**Required action**
Could you reproduce all of the following entries exactly?

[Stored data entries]

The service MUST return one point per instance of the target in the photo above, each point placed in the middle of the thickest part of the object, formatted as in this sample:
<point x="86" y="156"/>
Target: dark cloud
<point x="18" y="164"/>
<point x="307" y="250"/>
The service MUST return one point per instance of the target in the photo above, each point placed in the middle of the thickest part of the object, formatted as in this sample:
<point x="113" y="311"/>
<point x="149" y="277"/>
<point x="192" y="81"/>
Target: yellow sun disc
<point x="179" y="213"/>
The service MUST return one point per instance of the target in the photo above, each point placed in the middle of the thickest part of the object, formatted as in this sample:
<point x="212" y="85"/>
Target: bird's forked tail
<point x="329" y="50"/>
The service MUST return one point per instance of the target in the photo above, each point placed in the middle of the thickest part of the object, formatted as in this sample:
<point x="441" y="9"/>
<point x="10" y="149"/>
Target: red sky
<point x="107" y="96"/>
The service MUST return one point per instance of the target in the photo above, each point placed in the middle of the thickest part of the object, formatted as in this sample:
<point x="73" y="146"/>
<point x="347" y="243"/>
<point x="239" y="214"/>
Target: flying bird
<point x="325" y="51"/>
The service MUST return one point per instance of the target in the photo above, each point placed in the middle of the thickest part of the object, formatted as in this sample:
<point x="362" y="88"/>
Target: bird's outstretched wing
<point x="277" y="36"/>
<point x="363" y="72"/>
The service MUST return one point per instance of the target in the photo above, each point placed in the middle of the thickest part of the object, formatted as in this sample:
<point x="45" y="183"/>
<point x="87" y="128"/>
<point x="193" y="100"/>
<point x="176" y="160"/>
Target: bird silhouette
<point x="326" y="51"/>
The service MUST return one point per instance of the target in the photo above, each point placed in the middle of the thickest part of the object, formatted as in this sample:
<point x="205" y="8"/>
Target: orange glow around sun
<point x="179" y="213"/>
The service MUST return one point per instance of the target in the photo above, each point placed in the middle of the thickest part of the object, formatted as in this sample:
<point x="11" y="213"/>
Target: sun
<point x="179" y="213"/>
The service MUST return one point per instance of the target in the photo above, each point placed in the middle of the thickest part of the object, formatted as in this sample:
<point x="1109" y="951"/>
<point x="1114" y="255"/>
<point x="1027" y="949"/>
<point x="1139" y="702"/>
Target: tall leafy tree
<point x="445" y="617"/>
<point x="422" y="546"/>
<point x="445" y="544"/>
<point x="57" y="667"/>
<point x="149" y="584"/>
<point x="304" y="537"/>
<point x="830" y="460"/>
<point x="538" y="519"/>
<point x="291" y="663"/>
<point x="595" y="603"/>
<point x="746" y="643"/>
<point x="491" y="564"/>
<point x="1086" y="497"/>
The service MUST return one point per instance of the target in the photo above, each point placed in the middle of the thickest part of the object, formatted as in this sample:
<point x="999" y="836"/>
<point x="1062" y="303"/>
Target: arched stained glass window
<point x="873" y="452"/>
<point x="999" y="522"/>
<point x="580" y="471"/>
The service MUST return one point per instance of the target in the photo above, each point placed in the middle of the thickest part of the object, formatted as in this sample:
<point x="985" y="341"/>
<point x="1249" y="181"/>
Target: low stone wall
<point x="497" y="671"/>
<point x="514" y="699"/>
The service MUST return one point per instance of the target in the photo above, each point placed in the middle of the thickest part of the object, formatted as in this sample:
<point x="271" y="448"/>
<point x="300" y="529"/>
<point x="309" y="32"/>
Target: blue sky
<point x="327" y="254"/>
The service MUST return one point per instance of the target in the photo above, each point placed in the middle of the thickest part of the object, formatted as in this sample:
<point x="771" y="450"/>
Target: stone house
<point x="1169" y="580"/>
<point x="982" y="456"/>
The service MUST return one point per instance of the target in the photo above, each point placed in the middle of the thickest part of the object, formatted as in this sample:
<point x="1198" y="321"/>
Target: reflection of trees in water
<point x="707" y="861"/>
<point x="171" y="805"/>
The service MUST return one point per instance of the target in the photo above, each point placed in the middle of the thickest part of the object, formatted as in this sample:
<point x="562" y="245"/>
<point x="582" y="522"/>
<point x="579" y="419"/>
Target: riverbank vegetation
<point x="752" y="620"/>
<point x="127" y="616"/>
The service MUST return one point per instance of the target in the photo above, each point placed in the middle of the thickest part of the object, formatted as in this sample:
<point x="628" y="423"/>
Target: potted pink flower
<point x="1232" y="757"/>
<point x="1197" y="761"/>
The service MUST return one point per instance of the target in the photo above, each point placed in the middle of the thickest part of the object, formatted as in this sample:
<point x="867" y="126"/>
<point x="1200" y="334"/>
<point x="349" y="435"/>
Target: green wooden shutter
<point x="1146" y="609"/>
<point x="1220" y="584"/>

**Output of the task**
The service MUST return one point per instance of the target in the photo above, each point placed in the middle of the thickest part of the object, formatted as in this sample:
<point x="86" y="156"/>
Target: dark cloud
<point x="18" y="164"/>
<point x="307" y="250"/>
The service MUST return one point per instance of the target in the photo above, each point placed in the middle of the thickest part of the object, formatted as in this sample:
<point x="113" y="311"/>
<point x="149" y="277"/>
<point x="192" y="81"/>
Target: yellow sun disc
<point x="179" y="213"/>
The service MUST return one point per instance of the target in the photo above, each point placed in the middle of the thickest part of the object, formatted as in this sample:
<point x="212" y="85"/>
Target: bird's forked tail
<point x="329" y="50"/>
The service MUST return one point per instance of the target in the photo above, each point placed in the middle of the thickest part of the object, formatted as in this sample:
<point x="441" y="9"/>
<point x="10" y="149"/>
Target: red sky
<point x="107" y="96"/>
The service MUST return one point per instance of the target in the photo above, each point placed in the middle of the thickest part of the object, formatted as in this sample:
<point x="73" y="146"/>
<point x="347" y="243"/>
<point x="239" y="214"/>
Target: flying bird
<point x="325" y="51"/>
The service MUST return one point per instance of the target in the photo above, each point placed in the middle of the thickest part of the object, formatted as in this sample:
<point x="362" y="88"/>
Target: bird's outstretched wing
<point x="277" y="36"/>
<point x="363" y="72"/>
The service MUST return one point per instance of the target in the photo above, each point placed in the middle of the thickest part of the object, formatted as in this sample:
<point x="45" y="183"/>
<point x="87" y="128"/>
<point x="193" y="100"/>
<point x="176" y="160"/>
Target: bird silhouette
<point x="326" y="51"/>
The service MUST return one point per instance of the target in the photo above, each point placed in the middle of the thickest part of the object, formatted as in this sample:
<point x="205" y="8"/>
Target: orange glow around sun
<point x="179" y="213"/>
The service MUST return one point per instance of the target in the photo above, each point placed in the middle of the thickest part of the object, formatted as in this sample:
<point x="11" y="213"/>
Target: sun
<point x="179" y="213"/>
The service MUST return one point per instance of the target in the photo above, each point placed in the middle of the thickest part of the object, formatted as in this sample:
<point x="1109" y="951"/>
<point x="1114" y="255"/>
<point x="1027" y="949"/>
<point x="1139" y="702"/>
Target: tall leafy tree
<point x="445" y="617"/>
<point x="422" y="546"/>
<point x="445" y="544"/>
<point x="57" y="667"/>
<point x="149" y="584"/>
<point x="304" y="537"/>
<point x="830" y="460"/>
<point x="538" y="519"/>
<point x="291" y="663"/>
<point x="595" y="603"/>
<point x="746" y="643"/>
<point x="491" y="564"/>
<point x="1086" y="497"/>
The service MUST return one point per instance of the target in the photo above, each point placed in the middle of the thickest part of the object, formatted as in this sample:
<point x="999" y="836"/>
<point x="1062" y="303"/>
Target: arched stained glass window
<point x="873" y="452"/>
<point x="999" y="522"/>
<point x="580" y="471"/>
The service MUST return one point per instance of the target in the photo above, each point placed in the middle of the thickest part of the object, formatted as in this sample:
<point x="985" y="341"/>
<point x="1249" y="181"/>
Target: low stone wall
<point x="497" y="671"/>
<point x="514" y="699"/>
The service MUST return one point per instance of the target in the photo above, each point placed in the middle of the thickest part of the object, formatted as in this sample:
<point x="271" y="448"/>
<point x="300" y="529"/>
<point x="309" y="32"/>
Target: blue sky
<point x="327" y="254"/>
The service MUST return one point per instance of the target in the photo above, each point placed in the middle of the thickest part of the object, formatted as in this sample:
<point x="771" y="450"/>
Target: stone house
<point x="1169" y="580"/>
<point x="982" y="456"/>
The service MUST return one point per instance of the target in the photo above, each point placed in the middle of the thickest part of the object, formatted as in this sample:
<point x="1198" y="321"/>
Target: reflection of trees in water
<point x="707" y="861"/>
<point x="171" y="805"/>
The service MUST return one point per instance of the target in the photo above, each point placed in the middle of the thickest part of the object, formatted as in this sample:
<point x="562" y="245"/>
<point x="582" y="522"/>
<point x="579" y="419"/>
Target: riverbank vegetation
<point x="752" y="620"/>
<point x="127" y="616"/>
The service MUST return one point per instance of the target in the photo above, each point placed in the middle of the thickest part of the object, formatted as in this sample:
<point x="628" y="423"/>
Target: potted pink flower
<point x="1232" y="757"/>
<point x="1197" y="761"/>
The service MUST return one point per instance of the target in the photo above, each point placed in the middle of the thickest part of the object, formatted as in this sample:
<point x="867" y="126"/>
<point x="1200" y="334"/>
<point x="349" y="435"/>
Target: green wooden shutter
<point x="1146" y="609"/>
<point x="1220" y="584"/>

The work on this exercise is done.